_To do:_
• A. In the account of Oliver Stanton Bates's death, on what date was he wounded?
• B. Check each statement against the account of Oliver Stanton Bates's death and mark it yes or no:
(i) Bates died at a military hospital in Alexandria, Virginia.
(ii) His leg was amputated after he reached the hospital.
(iii) He was buried in Petersburg.
• C. Pick up the account of Oliver Stanton Bates's death after its final sentence and continue it.

_Provided passage:_
:::

Friday, August 19, 1864
Oliver Stanton Bates of Company A of the 20th Massachusetts Regiment died today at Slough Barracks Military Hospital in Alexandria, Virginia. He was severely wounded while serving on picket duty along the Jerusalem Plank Road in Petersburg on June 24 and his leg required immediate amputation on the battlefield. After a two-month struggle at Slough Hospital he succumbed to his wounds. 1
His body was embalmed for transport to his home in Pittsfield, Massachusetts. He is buried in the Bates Family Plot at Pittsfield Cemetery.

:::

_Study material:_
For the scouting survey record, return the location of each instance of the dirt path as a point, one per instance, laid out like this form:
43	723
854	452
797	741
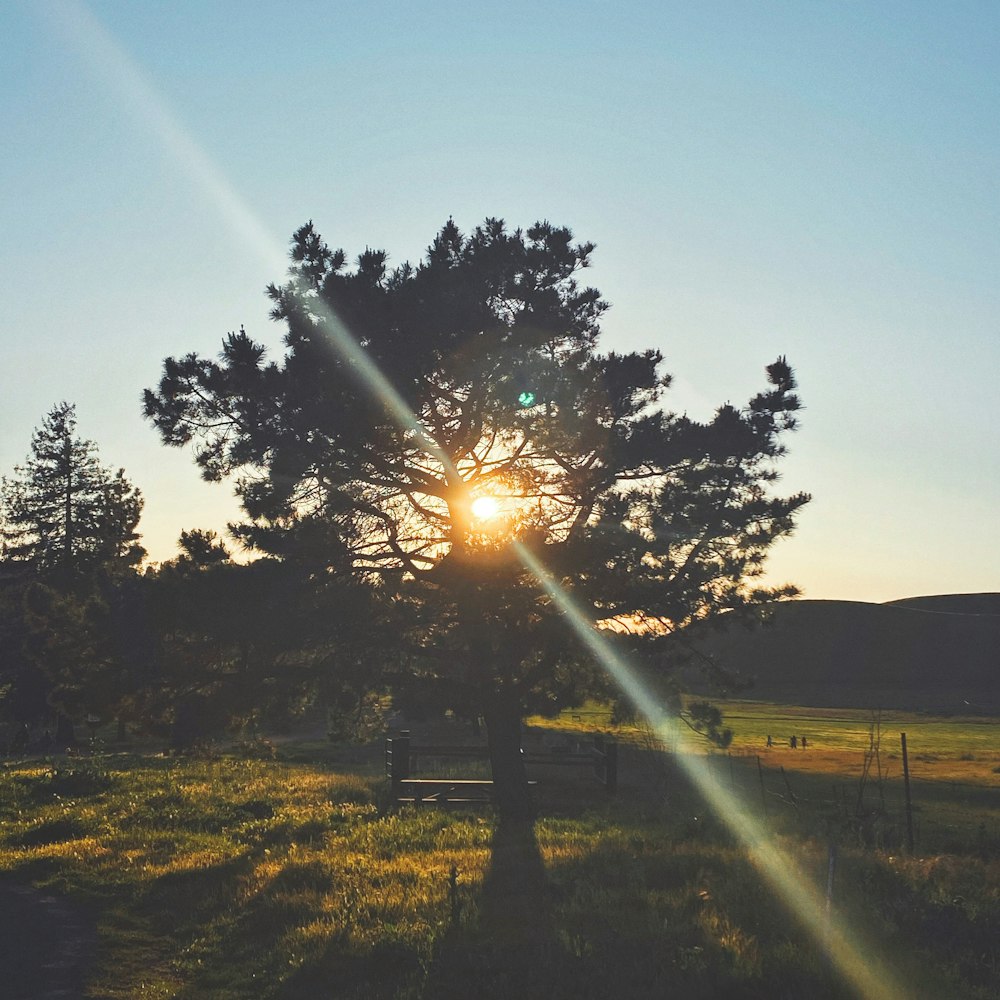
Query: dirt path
46	945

:::

_Outputs for the tasks:_
• A. June 24

• B.
(i) Yes: "died today at Slough Barracks Military Hospital in Alexandria, Virginia"
(ii) No: "his leg required immediate amputation on the battlefield"
(iii) No: "He is buried in the Bates Family Plot at Pittsfield Cemetery."

• C.
Before the Civil War Oliver was a harness maker in Pittsfield. He was a man of modest means. At the time of Oliver's death embalming was an expensive procedure, and his family did not have the money to pay for preparing his body for the journey home. I have read about the kindness extended by officers of the 20th Massachusetts Regiment to their fallen enlisted men, and I am certain that one or more of the officers extended this kindness to Oliver and his family by paying for the burial ritual so his body could be sent home. Oliver was one of the few veteran volunteers still alive in his regiment at the time of his death. I am deeply grateful to the officers and enlisted men of the 20th Massachusetts for their generosity to Oliver and his family. 2
References:
1Compiled service record, Oliver S. Bates, Pvt., Co. A, 20th Massachusetts Infantry; Carded Records, Volunteer Organizations, Civil War; Records of the Adjutant General's Office, 1780s-1917, Record Group 94; National Archives, Washington, D.C.
2Richard F. Miller, Harvard's Civil War: A History of the Twentieth Massachusetts Volunteer Infantry (Lebanon, New Hampshire: University Press of New England, 2005), 280-81, 315-17.